**Texto de origen:**
....................

¿Nos merecemos las Malvinas?
Las islas Malvinas son un sentimiento. Y como tal, su derrotero transcurre por el plano emocional, que siempre es impulsivo, espasmódico, ciclotímico. Lamentablemente, el reclamo de su soberanía no es una cuestión de Estado -que supone una estrategia permanente y de largo plazo consensuada entre los actores sociales decisorios-, sino que figura como prioridad de la agenda de política exterior argentina que se activa en función de alguna necesidad doméstica del gobierno de turno, o por impuso británico.
Vale recordar que ya se había cerrado el capítulo de la guerra de 1982, cuando se firmaron, en 1990, los acuerdos bilaterales con Gran Bretaña. Esos documentos son la "Declaración Conjunta de las Delegaciones de la Argentina y el Reino Unido", que instaló la figura del "paraguas" acerca de la soberanía, y su complemento, el "Convenio entre el Gobierno de la República Argentina y el Gobierno del Reino Unido de Gran Bretaña e Irlanda del Norte para la Promoción y Protección de Inversiones". Entre muchos temas se acordó que la Argentina se comprometía a informar a Gran Bretaña sobre los movimientos que realizan nuestras Fuerzas Armadas en el Atlántico Sur, a través de un sistema de seguimiento sobre la navegación marítima y aérea de la zona austral. También se aceptó el derecho de los británicos a resguardar sus bienes, intereses e inversiones, reconociendo a los tribunales judiciales de la Corona como última instancia. Ambos instrumentos legales dejaron en claro quién había ganado la guerra y quién la había perdido. Una capitulación en términos diplomáticos con consecuencias en el campo político y económico.
La política exterior de un país no es otra cosa que un espejo de su política interior. Esta realidad bien podría explicar por qué recibimos sólo solidaridad formal de los países capaces de convencer a Inglaterra de un cambio de actitud, y ninguna decisión concreta que la obligue a sentarse a negociar.
En las últimas décadas, la sociedad argentina ha dado sobradas muestras de una débil conciencia de lo que es ser una nación soberana. Las acciones para recuperar las Malvinas se desenvuelven en el intrincado mundo del derecho y la política con miles de fojas y expedientes que se repiten cada año. Pero la soberanía es mucho más que una gestión administrativa o el reclamo de una escritura por un territorio perdido. Es, ante todo, un ejercicio práctico y cotidiano del conjunto de la población y en especial de sus dirigentes, determinado por una profunda voluntad de ser soberano. Es cuidar, defender, proteger y valorar lo que se tiene, lo que se hace, lo que se es.

....................

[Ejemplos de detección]
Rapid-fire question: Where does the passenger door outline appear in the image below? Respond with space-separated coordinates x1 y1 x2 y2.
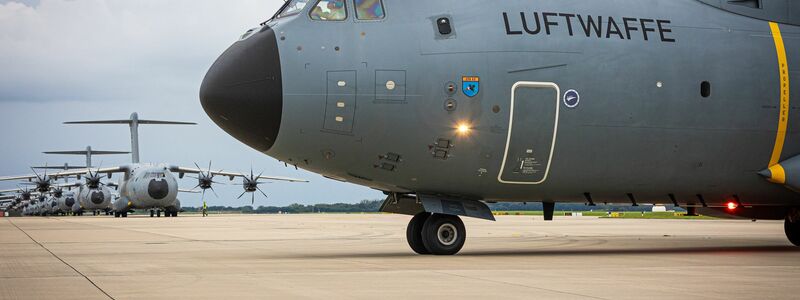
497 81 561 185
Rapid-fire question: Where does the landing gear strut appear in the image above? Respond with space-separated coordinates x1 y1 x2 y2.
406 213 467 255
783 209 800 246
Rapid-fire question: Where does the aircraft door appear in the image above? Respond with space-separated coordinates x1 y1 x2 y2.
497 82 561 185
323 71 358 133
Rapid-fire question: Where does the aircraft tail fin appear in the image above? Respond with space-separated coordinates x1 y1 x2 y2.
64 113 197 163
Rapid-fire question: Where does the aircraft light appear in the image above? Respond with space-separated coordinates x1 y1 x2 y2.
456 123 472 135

....................

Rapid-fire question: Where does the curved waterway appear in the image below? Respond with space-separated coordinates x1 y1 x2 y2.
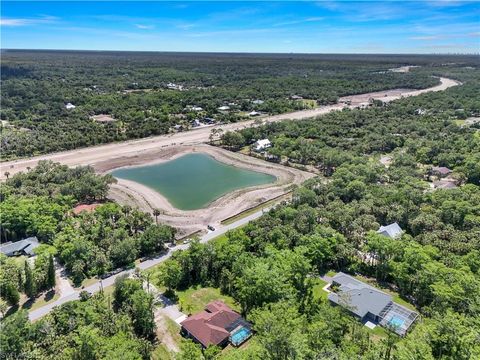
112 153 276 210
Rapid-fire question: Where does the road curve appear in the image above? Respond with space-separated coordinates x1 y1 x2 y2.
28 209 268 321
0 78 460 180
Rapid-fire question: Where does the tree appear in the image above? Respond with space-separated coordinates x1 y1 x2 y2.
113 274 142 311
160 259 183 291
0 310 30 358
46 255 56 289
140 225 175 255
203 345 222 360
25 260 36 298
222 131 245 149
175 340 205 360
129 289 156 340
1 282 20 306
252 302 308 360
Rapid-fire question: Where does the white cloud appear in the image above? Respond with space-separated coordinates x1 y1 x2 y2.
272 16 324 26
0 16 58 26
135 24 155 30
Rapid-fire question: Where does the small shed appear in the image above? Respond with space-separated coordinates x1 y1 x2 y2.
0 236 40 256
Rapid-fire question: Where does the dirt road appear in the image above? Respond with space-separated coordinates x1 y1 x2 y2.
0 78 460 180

....................

**Consigna:** Según el texto sobre las Malvinas, ¿qué acordó la Argentina en los acuerdos de 1990 con Gran Bretaña que, para el texto, dejó en claro quién había ganado la guerra? Responde en una a tres oraciones. Los registros no tienen ninguna función en esta tarea.

**Resultado:** La Argentina se comprometió a informar a Gran Bretaña sobre los movimientos de sus Fuerzas Armadas en el Atlántico Sur mediante un sistema de seguimiento de la navegación marítima y aérea de la zona austral. También aceptó el derecho de los británicos a resguardar sus bienes, intereses e inversiones, con los tribunales judiciales de la Corona como última instancia.